- PROBLEM STATEMENT: Output every entry exactly as given.

[Stored items from a collection]

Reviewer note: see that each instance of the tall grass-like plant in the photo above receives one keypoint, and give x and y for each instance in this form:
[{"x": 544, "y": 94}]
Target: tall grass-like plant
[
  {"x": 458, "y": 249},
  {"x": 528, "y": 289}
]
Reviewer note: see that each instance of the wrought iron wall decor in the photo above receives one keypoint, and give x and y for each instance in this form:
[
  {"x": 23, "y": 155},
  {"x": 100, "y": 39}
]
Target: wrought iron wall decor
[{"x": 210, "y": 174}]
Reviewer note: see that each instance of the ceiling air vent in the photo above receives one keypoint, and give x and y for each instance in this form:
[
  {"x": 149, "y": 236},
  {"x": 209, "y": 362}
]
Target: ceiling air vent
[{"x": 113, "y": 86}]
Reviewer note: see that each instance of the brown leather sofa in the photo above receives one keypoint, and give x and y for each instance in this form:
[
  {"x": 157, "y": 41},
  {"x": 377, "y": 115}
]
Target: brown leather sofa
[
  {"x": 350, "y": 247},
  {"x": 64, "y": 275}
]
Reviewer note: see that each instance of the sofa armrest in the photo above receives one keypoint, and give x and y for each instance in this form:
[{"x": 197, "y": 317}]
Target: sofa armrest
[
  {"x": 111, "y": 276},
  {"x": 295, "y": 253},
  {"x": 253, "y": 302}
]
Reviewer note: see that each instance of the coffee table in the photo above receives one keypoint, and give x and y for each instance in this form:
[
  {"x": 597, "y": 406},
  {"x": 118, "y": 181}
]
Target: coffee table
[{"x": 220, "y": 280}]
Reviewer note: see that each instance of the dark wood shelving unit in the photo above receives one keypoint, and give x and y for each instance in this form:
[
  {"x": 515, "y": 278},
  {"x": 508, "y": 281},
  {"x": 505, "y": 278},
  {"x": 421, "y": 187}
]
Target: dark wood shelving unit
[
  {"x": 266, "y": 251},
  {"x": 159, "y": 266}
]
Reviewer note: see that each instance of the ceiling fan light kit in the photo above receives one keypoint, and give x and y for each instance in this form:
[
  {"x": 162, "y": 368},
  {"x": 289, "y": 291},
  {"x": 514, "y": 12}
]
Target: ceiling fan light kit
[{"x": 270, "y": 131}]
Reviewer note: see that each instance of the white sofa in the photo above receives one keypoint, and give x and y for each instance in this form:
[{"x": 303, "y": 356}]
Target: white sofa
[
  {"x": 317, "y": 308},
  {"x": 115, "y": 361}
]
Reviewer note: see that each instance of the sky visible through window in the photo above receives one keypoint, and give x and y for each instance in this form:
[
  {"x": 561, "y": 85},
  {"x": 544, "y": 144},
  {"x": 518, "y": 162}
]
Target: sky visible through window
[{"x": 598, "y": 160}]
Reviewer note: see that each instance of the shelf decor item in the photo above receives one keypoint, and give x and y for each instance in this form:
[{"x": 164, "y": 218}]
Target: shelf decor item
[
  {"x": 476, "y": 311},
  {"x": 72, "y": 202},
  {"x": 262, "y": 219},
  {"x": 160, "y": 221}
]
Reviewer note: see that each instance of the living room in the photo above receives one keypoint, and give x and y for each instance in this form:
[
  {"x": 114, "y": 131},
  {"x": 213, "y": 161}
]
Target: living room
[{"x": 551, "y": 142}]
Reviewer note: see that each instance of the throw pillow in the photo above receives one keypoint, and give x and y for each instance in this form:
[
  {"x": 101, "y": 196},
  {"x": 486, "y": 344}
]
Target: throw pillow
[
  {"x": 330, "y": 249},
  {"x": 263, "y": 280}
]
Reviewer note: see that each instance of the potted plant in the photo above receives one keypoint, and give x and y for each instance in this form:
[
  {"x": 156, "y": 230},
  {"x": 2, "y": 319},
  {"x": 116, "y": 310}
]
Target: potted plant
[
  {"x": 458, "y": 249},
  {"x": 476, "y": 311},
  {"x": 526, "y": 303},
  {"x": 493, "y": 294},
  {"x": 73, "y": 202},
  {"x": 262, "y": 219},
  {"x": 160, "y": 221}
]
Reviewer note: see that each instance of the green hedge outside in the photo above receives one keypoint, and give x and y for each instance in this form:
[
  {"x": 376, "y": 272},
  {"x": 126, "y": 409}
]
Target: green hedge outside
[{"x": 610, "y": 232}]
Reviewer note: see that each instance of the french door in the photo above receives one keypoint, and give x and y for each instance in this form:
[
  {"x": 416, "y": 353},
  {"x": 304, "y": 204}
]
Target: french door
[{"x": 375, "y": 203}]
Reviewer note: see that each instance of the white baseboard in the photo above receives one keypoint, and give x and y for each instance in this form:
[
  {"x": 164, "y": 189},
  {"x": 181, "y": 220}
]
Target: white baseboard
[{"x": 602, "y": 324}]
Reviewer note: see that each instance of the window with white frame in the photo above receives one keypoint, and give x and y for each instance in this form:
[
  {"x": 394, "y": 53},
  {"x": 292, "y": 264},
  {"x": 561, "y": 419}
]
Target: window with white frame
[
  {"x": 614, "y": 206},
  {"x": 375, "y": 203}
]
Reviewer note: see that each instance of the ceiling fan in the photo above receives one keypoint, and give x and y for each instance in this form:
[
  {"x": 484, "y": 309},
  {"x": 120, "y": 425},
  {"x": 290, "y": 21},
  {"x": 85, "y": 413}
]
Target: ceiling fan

- COMPLETE OUTPUT:
Reviewer note: see that each instance of the tall grass-like plant in the photo above receives one keypoint, and give x and y for each instance in this form:
[{"x": 544, "y": 94}]
Target: tall grass-like plant
[
  {"x": 458, "y": 249},
  {"x": 528, "y": 289}
]
Reviewer note: see that each instance of the wrought iron wall decor in the photo above receives one keypoint, and give x and y for each instance in this form:
[
  {"x": 23, "y": 155},
  {"x": 100, "y": 39}
]
Target: wrought iron wall decor
[{"x": 210, "y": 174}]
Reviewer note: see that each instance of the ceiling air vent in the photo above receives one keypoint, and give x and y for each instance in this form:
[
  {"x": 149, "y": 236},
  {"x": 209, "y": 362}
]
Target: ceiling air vent
[{"x": 113, "y": 86}]
Reviewer note: see that each instance of the brown leather sofa in the photo above receives one keypoint, and give x and y for each instance in this form:
[
  {"x": 157, "y": 41},
  {"x": 377, "y": 115}
]
Target: brown leather sofa
[
  {"x": 350, "y": 247},
  {"x": 64, "y": 275}
]
Reviewer note: see that each instance of the sofa armrest in the photo above receives one keypoint, and give x and y for each instance in this form:
[{"x": 197, "y": 317}]
Target: sofa armrest
[
  {"x": 111, "y": 276},
  {"x": 295, "y": 253},
  {"x": 253, "y": 302}
]
Reviewer note: see that each instance of the coffee table in the photo above receives one keypoint, and give x and y for each instance in this form:
[
  {"x": 597, "y": 406},
  {"x": 118, "y": 181}
]
Target: coffee table
[{"x": 220, "y": 280}]
Reviewer note: see that each instance of the dark wood shelving unit in the photo above receives one keypoint, and give x and y for each instance in this form:
[
  {"x": 515, "y": 278},
  {"x": 508, "y": 281},
  {"x": 505, "y": 278},
  {"x": 421, "y": 187}
]
Target: dark wood shelving unit
[
  {"x": 266, "y": 251},
  {"x": 159, "y": 266}
]
Reviewer note: see that each instance of the ceiling fan light kit in the photo above receives one keypoint, and give x and y for each instance in this form:
[
  {"x": 162, "y": 368},
  {"x": 289, "y": 291},
  {"x": 514, "y": 12}
]
Target: ceiling fan light kit
[{"x": 270, "y": 131}]
Reviewer note: see that each instance of the white sofa in the photo above receives one keypoint, and give x and y for each instance in this form:
[{"x": 303, "y": 356}]
Target: white sofa
[
  {"x": 317, "y": 308},
  {"x": 115, "y": 361}
]
Reviewer note: see that each instance of the sky visible through window in the photo above receives one keypoint, and give x and y for each instance in this form:
[
  {"x": 561, "y": 85},
  {"x": 544, "y": 144},
  {"x": 518, "y": 162}
]
Target: sky visible through window
[{"x": 598, "y": 160}]
Reviewer note: see that each instance of the shelf decor item in the photo above receives one keypoint, and give x and y for each instance in this form:
[{"x": 164, "y": 218}]
Target: shelf decor item
[
  {"x": 476, "y": 311},
  {"x": 72, "y": 202},
  {"x": 262, "y": 219},
  {"x": 160, "y": 221}
]
Reviewer note: see that each instance of the living room in the photo above receives one keypoint, and give x and y for each instance in this form:
[
  {"x": 114, "y": 131},
  {"x": 213, "y": 161}
]
Target: living room
[{"x": 551, "y": 142}]
Reviewer note: see that each instance of the throw pillow in the photo above receives one keypoint, and give x and y for each instance in this form:
[
  {"x": 101, "y": 196},
  {"x": 486, "y": 344}
]
Target: throw pillow
[
  {"x": 330, "y": 249},
  {"x": 263, "y": 280}
]
Reviewer note: see that each instance of the potted plant in the photo above receives one keypoint, and give x and y for each instance in this form:
[
  {"x": 156, "y": 230},
  {"x": 2, "y": 319},
  {"x": 116, "y": 310}
]
Target: potted plant
[
  {"x": 458, "y": 249},
  {"x": 476, "y": 311},
  {"x": 526, "y": 303},
  {"x": 493, "y": 294},
  {"x": 73, "y": 202},
  {"x": 262, "y": 219},
  {"x": 160, "y": 221}
]
Reviewer note: see that each instance of the green hedge outside in the photo above receives one keypoint, and give x and y for each instance in this form:
[
  {"x": 376, "y": 272},
  {"x": 126, "y": 409}
]
Target: green hedge outside
[{"x": 610, "y": 232}]
Reviewer note: see that each instance of the french door in the photo above receives one keypoint, and give x and y for each instance in this form:
[
  {"x": 416, "y": 353},
  {"x": 304, "y": 204}
]
Target: french door
[{"x": 375, "y": 203}]
Reviewer note: see that each instance of the white baseboard in the photo above receives one keypoint, and give x and y for each instance in this form:
[
  {"x": 164, "y": 189},
  {"x": 181, "y": 220}
]
Target: white baseboard
[{"x": 602, "y": 324}]
Reviewer note: see that each instance of the window with white frame in the photo above receives one keypoint, and give x and y for each instance in this form:
[
  {"x": 394, "y": 53},
  {"x": 292, "y": 264},
  {"x": 561, "y": 419}
]
Target: window with white frame
[
  {"x": 614, "y": 206},
  {"x": 375, "y": 203}
]
Reviewer note: see that each instance of the ceiling fan in the photo above receives one keypoint, and give x and y for each instance in this form:
[
  {"x": 484, "y": 309},
  {"x": 120, "y": 425},
  {"x": 290, "y": 21},
  {"x": 85, "y": 413}
]
Target: ceiling fan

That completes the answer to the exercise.